-- Start of Material provided --

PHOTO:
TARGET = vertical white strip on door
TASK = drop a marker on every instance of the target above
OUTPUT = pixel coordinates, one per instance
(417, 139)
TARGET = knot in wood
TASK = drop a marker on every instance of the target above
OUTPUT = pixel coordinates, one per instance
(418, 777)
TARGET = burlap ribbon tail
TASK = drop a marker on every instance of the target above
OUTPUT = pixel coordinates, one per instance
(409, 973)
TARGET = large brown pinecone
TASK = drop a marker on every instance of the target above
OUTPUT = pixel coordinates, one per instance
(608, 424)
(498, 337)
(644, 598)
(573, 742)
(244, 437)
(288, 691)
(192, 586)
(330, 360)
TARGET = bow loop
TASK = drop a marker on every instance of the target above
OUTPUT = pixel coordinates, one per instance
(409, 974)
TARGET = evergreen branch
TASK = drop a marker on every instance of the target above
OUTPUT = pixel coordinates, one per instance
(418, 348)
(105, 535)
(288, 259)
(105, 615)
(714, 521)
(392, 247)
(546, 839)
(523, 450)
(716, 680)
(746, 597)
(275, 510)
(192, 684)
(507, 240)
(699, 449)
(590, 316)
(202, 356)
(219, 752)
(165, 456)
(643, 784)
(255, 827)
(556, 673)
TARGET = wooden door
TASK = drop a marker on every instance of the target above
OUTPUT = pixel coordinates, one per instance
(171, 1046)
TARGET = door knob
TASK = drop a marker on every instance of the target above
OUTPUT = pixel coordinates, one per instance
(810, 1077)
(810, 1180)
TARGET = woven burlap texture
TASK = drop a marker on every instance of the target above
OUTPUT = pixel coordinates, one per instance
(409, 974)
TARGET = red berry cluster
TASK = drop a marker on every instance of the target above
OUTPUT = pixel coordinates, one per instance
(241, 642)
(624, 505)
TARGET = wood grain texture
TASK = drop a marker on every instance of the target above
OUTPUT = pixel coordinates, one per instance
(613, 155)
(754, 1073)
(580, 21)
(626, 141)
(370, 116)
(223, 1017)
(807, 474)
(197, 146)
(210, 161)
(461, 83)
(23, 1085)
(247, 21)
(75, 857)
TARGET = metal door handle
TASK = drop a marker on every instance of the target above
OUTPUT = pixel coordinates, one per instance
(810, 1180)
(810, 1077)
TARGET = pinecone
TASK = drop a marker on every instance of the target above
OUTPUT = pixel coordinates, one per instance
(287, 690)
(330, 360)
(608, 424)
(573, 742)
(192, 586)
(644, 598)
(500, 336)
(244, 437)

-- End of Material provided --

Work required: Could you copy all of the data above line for line, without changing anything?

Written answer:
PHOTO:
TARGET = vertical white strip on door
TASK = drop a marker on every instance of the target above
OUTPUT = pixel coordinates, one per instance
(417, 139)
TARGET = knot in wood
TASK = drop a marker on every instance of the target above
OUTPUT = pixel coordinates, one per instance
(418, 777)
TARGET = burlap ribbon tail
TASK = drop a marker on every instance of the target above
OUTPUT = pixel coordinates, one per instance
(409, 973)
TARGET = large brown pinecone
TASK = drop a marker on every instance of the target above
OUTPUT = pixel coordinates, one per instance
(608, 424)
(498, 337)
(644, 598)
(573, 742)
(244, 437)
(288, 691)
(192, 586)
(330, 360)
TARGET = bow loop
TASK = drop a marker on every instance of the target above
OUTPUT = pixel coordinates, one per instance
(409, 974)
TARGET = evergreen branch
TASK = drop a marker on every instance of the target above
OUTPUT = pixel coordinates, one per instance
(418, 348)
(105, 535)
(288, 259)
(105, 615)
(714, 521)
(392, 247)
(546, 839)
(523, 450)
(716, 680)
(746, 597)
(275, 510)
(192, 684)
(507, 240)
(699, 449)
(590, 316)
(202, 356)
(219, 752)
(165, 456)
(643, 784)
(255, 827)
(556, 673)
TARGET = wooden door
TASK = drop a marker on every instance of the target above
OUTPUT = pixel coordinates, one per instance
(171, 1046)
TARGET = door knob
TASK = drop a marker on every instance of the target above
OUTPUT = pixel coordinates, one per instance
(810, 1077)
(810, 1180)
TARGET = woven burlap texture
TASK = drop a marker on every instance of the target above
OUTPUT = pixel coordinates, one per instance
(409, 974)
TARGET = red berry cluster
TASK = drop a marker on every instance of the target above
OUTPUT = pixel coordinates, one per instance
(241, 642)
(624, 505)
TARGET = wood grain texture
TASK = drop a marker on every instance of the target above
OUTPUT = pixel coordinates, one per instance
(613, 155)
(754, 1073)
(580, 21)
(626, 141)
(370, 116)
(223, 1017)
(807, 474)
(197, 146)
(210, 161)
(461, 83)
(23, 1085)
(247, 21)
(75, 857)
TARGET = metal door handle
TASK = drop a marker on every instance of the target above
OUTPUT = pixel coordinates, one per instance
(810, 1180)
(810, 1077)
TARGET = pinecone
TASK = drop a marker on every instance of the target above
OUTPUT = pixel coordinates, one per instance
(287, 690)
(330, 360)
(608, 424)
(573, 742)
(192, 586)
(644, 598)
(500, 336)
(244, 437)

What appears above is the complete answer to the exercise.